Please output the pressure cooker text word for word, starting with "I’ve used pressure" and going on through "of my kitchen.".

• [SOURCE TEXT]:
>>>>

I’ve used pressure cookers for 25 years. My current beauty is this “Fagor Splendid” 4-quart model. We eat delectables from it two or three times a week.

Diagram of a Fagor Splendid pressure cooker
How pressure cooker cooks under pressure. Shown is a Fagor Splendid.

My pressure cooker is unlicensed, and it’s gonna stay that way. The gummit better keep its cotton-pickin’ hands off it and out of my kitchen.

How did I get started in this? There was a cooking demonstration at a Dillard’s in the Little Rock area in about 1989. The teacher was cookbook author Lorna Sass. No fool, I left for Wal-Mart and bought a cheap one there (she told us what safety features to watch for). And then to B.Dalton for Sass’ now-classic book on the device Cooking Under Pressure (since then I’ve bought her Recipes from an Ecological Kitchen and most recently Pressure Perfect).

<<<<

• [INFORMATION PROVIDED]:
>>>>

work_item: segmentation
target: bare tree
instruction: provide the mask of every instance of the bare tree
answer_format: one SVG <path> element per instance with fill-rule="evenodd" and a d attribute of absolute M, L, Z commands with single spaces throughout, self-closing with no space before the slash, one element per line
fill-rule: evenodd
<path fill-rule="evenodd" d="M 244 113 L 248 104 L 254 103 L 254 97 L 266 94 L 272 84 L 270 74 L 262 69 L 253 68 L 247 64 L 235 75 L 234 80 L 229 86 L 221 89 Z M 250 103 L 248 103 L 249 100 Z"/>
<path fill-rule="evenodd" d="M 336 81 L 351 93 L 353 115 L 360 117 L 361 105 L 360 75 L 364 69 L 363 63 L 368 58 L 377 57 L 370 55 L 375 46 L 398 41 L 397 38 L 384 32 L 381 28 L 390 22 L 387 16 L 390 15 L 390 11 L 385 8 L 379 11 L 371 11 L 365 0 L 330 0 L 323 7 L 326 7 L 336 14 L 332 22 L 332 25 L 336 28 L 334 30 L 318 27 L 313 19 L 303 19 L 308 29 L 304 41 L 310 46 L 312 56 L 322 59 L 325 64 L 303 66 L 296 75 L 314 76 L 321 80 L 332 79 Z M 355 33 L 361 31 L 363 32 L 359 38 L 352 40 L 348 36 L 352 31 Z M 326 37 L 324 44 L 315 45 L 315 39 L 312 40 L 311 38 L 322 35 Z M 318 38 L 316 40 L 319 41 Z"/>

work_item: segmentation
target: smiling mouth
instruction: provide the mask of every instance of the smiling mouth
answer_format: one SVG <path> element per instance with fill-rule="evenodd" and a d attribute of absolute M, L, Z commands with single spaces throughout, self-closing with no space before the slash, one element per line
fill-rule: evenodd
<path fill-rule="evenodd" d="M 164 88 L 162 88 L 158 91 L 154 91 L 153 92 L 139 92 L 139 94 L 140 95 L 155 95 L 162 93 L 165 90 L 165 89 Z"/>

<<<<

• [SOLUTION FOR THIS PROBLEM]:
I’ve used pressure cookers for 25 years. My current beauty is this “Fagor Splendid” 4-quart model. We eat delectables from it two or three times a week.

Diagram of a Fagor Splendid pressure cooker
How pressure cooker cooks under pressure. Shown is a Fagor Splendid.

My pressure cooker is unlicensed, and it’s gonna stay that way. The gummit better keep its cotton-pickin’ hands off it and out of my kitchen.